- _Directions_:
Output the data below in full, character for character.

::: Stored rows :::

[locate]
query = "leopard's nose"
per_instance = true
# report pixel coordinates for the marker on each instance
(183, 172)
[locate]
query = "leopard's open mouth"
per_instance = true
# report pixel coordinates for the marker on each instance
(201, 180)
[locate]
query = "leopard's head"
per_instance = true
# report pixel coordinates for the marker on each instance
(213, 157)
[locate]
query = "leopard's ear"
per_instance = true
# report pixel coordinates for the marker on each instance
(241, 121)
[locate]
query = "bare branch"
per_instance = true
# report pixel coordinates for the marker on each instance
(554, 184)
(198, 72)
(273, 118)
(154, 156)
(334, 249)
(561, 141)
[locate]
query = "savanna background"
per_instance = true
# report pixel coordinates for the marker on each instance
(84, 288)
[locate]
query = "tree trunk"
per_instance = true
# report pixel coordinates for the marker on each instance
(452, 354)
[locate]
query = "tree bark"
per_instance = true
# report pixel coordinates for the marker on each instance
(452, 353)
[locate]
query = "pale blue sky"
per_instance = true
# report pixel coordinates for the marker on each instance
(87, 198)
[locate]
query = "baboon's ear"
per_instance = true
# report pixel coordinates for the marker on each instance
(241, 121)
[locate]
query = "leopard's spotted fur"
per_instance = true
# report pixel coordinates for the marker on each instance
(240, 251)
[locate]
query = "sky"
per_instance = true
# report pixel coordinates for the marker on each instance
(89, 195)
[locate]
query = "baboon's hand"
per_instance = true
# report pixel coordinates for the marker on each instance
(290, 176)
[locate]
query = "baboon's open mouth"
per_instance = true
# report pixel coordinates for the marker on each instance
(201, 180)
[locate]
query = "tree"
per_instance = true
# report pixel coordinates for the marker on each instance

:::

- _Task solution_:
[locate]
query = "leopard's nose"
per_instance = true
# report pixel coordinates for the marker on each instance
(183, 172)
[locate]
query = "leopard's open mouth"
per_instance = true
# report pixel coordinates for the marker on each instance
(201, 180)
[locate]
query = "leopard's head"
per_instance = true
# report pixel coordinates for the marker on each instance
(213, 157)
[locate]
query = "leopard's ear"
per_instance = true
# report pixel coordinates for the marker on each instance
(241, 121)
[locate]
query = "bare branch"
per_instance = true
# report pixel coordinates for the marker on each instance
(554, 184)
(198, 72)
(273, 118)
(154, 156)
(334, 249)
(561, 141)
[locate]
query = "savanna background"
per_instance = true
# report pixel coordinates for the marker on each instance
(84, 288)
[locate]
query = "tree trunk"
per_instance = true
# report pixel coordinates for the marker on each instance
(452, 354)
[locate]
query = "tree bark"
per_instance = true
# report pixel coordinates for the marker on each instance
(452, 353)
[locate]
query = "pale blue sky"
per_instance = true
# report pixel coordinates for the marker on each instance
(87, 198)
[locate]
query = "baboon's ear"
per_instance = true
# report pixel coordinates for the marker on each instance
(241, 121)
[locate]
query = "leopard's spotted fur"
per_instance = true
# report pixel coordinates for the marker on each instance
(240, 251)
[locate]
query = "sky"
per_instance = true
# report pixel coordinates for the marker on each instance
(89, 195)
[locate]
query = "baboon's hand"
per_instance = true
# report pixel coordinates for the marker on each instance
(290, 176)
[locate]
query = "baboon's open mouth"
per_instance = true
# report pixel coordinates for the marker on each instance
(201, 180)
[locate]
query = "tree"
per_instance = true
# report pixel coordinates for the marker on each instance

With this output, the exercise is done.